Ce soir 12/12/12 je fais une introduction au Cinquantenaire de Vatican II à la Paroisse Sainte-Marie de la Bastide de Bordeaux. Je m'inspirerai librement d'une conférence que j'ai faite le 10 Mars 2005...
Notre moment spirituel et social
en Europe.
(Conférence du 10 Mars 2005)
Pour saisir notre moment spirituel et social, nous partirons
du diagnostic posé par la récente Exhortation apostolique « Ecclesia in
Europa » puis nous remonterons le temps si l’on peut dire, pour voir
d’où vient cet état spirituel social. Dans un troisième temps nous tâcherons de
préciser l’enjeu d’une théologie sociale aujourd’hui.
I Désenchantement…
C’est par le mot « désenchantement », mais d’un
enchantement qui s’avère aujourd’hui fallacieux, que je qualifierais le climat
social, spirituel et psychologique, de notre début de 21ème siècle.
C’est une crise de l’espérance, consistant à la fois en la disqualification du
passé et en l’incapacité de se projeter dans l’avenir. C’est l’épuisement de la
sécularisation qui a consisté, entre autres, en l’horizontalisation de
l’espérance en espoir, non plus eschatologique, mais séculier : dans le
siècle.
Ce désenchantement se traduit par une défection dans
l’engagement politique et syndical, une abstention électorale, le vote aux
extrêmes, l’absence de grand dessein politique et social et donc la tentative
de réactivation des grands desseins d’hier (néo-républicanisme ;
néo-communisme gauchiste ; néo-nationalisme d’extrême-droite, etc…), la
disqualification de la « classe politique » etc.
En effet une triple insécurité, viscérale, touche d’abord
notre jeunesse puis plus largement tout le corps social. D’abord l’insécurité
du travail, largement exprimée ; ensuite l’insécurité familiale, plus sourde,
moins consciente, mais d’autant plus lancinante qu’elle est inavouable puisque sévit
encore l’hégémonie culturelle de la privatisation de la vie affective et
sexuelle ; ensuite l’angoisse écologique : la planète demain
sera-t-elle encore vivable ? Quand le travail, l’amour et la planète sont
en péril, c’est la peur qui l’emporte face à l’avenir… Et l’idée de progrès,
matrice de le modernité, succombe…
Mais écoutons « Ecclesia in Europa » n° 7 et
8 : « Le temps que nous vivons, avec
les défis qui lui sont propres, apparaît comme une époque d'égarement. Beaucoup
d'hommes et de femmes semblent désorientés, incertains, sans espérance, et de
nombreux chrétiens partagent ces états d'âme. Nombreux sont les signes préoccupants qui, au début du
troisième millénaire, troublent l'horizon du continent européen, lequel, « tout
en étant riche d'immenses signes de foi et de témoignage, et dans le cadre
d'une vie commune certainement plus libre et plus unie, ressent toute l'usure
que l'histoire ancienne et récente a provoquée dans les fibres les plus
profondes de ses populations, entraînant souvent la déception »

════════

[Tâches à réaliser]:
1) Dans la conférence sur notre moment spirituel et social, par quel mot l'auteur qualifie-t-il le climat social, spirituel et psychologique du début du 21e siècle ?
2) Résumez en trois phrases la conférence sur notre moment spirituel et social.
3) Prolongez la conférence sur notre moment spirituel et social au-delà de sa dernière phrase.

[Données de masques de segmentation]:
════════

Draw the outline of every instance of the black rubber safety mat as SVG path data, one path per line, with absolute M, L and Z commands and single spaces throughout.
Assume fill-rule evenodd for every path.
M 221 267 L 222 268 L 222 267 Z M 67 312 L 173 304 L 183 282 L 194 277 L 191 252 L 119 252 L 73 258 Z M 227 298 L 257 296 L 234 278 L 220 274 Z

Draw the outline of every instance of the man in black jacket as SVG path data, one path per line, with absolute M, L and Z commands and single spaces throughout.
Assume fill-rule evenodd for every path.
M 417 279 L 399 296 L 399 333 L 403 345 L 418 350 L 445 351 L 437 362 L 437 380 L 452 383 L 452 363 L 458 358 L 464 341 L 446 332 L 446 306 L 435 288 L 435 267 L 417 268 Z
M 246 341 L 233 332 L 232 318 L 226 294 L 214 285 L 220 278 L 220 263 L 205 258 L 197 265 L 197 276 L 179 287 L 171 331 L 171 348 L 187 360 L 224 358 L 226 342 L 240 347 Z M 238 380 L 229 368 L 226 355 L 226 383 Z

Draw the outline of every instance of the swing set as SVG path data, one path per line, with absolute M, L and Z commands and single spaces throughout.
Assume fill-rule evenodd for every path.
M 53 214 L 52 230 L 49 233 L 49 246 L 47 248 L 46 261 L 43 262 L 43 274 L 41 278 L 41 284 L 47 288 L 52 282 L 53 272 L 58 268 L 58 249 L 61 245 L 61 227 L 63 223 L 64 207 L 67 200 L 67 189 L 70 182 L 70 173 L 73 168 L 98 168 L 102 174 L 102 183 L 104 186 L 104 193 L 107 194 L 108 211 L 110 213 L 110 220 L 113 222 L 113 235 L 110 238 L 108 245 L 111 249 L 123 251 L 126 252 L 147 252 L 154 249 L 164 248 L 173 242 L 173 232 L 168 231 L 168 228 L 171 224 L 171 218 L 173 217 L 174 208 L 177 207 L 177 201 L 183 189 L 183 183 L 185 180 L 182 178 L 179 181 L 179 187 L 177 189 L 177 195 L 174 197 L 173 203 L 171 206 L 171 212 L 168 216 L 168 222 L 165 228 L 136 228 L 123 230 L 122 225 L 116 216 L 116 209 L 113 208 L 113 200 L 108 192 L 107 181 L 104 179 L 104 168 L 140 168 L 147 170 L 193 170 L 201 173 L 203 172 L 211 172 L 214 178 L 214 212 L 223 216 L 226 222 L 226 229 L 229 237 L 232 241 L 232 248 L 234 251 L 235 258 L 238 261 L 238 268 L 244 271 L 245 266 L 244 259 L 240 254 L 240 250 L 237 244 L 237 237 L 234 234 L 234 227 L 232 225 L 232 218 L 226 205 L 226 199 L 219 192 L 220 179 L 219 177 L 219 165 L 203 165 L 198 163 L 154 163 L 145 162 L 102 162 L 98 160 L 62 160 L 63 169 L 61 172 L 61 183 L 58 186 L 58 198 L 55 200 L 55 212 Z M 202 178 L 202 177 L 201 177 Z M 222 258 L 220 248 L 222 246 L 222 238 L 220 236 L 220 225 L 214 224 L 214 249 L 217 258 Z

════════

[Résultats ordonnés]:
1) Par le mot « désenchantement ».

2) La conférence part du diagnostic de l'Exhortation apostolique « Ecclesia in Europa », remonte ensuite aux origines de cet état spirituel et social, puis cherche à préciser l'enjeu d'une théologie sociale aujourd'hui. Elle qualifie le climat du début du 21e siècle de désenchantement, c'est-à-dire une crise de l'espérance qui se traduit notamment par la défection dans l'engagement politique et syndical, ainsi que par une triple insécurité touchant le travail, la famille et l'écologie. Elle cite enfin « Ecclesia in Europa », qui décrit l'époque comme un temps d'égarement où beaucoup semblent désorientés et sans espérance.

3)
Parmi les nombreux aspects, amplement rappelés aussi à
l'occasion du Synode, je voudrais mentionner la perte de la mémoire et de
l'héritage chrétiens[1],
accompagnée d'une sorte d'agnosticisme pratique et d'indifférentisme religieux,
qui fait que beaucoup d'Européens donnent l'impression de vivre sans terreau
spirituel et comme des héritiers qui ont dilapidé le patrimoine qui leur a été
légué par l'histoire. On n'est donc plus tellement étonné par les tentatives de
donner à l'Europe un visage qui exclut son héritage religieux, en particulier
son âme profondément chrétienne, fondant les droits des peuples qui la
composent sans les greffer sur le tronc irrigué par la sève vitale du
christianisme.
8 Cette perte de la
mémoire chrétienne s'accompagne d'une sorte de peur d'affronter l'avenir. L'image du lendemain qui est cultivée
s'avère souvent pâle et incertaine. Face à l'avenir, on ressent plus de peur
que de désir. On en trouve des signes préoccupants, entre autres, dans le vide
intérieur qui tenaille de nombreuses personnes et dans la perte du sens de la
vie. Parmi les expressions et les conséquences de cette angoisse existentielle,
il faut compter en particulier la dramatique diminution de la natalité, la
baisse des vocations au sacerdoce et à la vie consacrée, la difficulté, sinon
le refus, de faire des choix définitifs de vie, même dans le mariage.
On assiste à une fragmentation diffuse de l'existence; ce qui prévaut,
c'est une sensation de solitude; les divisions et les oppositions se
multiplient. Parmi les autres symptômes de cet état de fait, la situation
actuelle de l'Europe connaît le grave phénomène des crises de la famille et de
la disparition du concept même de famille, la persistance ou la réactivation de
conflits ethniques, la résurgence de certaines attitudes racistes, les tensions
interreligieuses elles-mêmes, l'attitude égocentrique qui enferme les personnes
et les groupes sur eux-mêmes, la croissance d'une indifférence éthique générale
et de la crispation excessive sur ses propres intérêts et privilèges. Pour
beaucoup de personnes, au lieu d'orienter vers une plus grande unité du genre
humain, la mondialisation en cours risque de suivre une logique qui marginalise
les plus faibles et qui accroît le nombre des pauvres sur la terre. »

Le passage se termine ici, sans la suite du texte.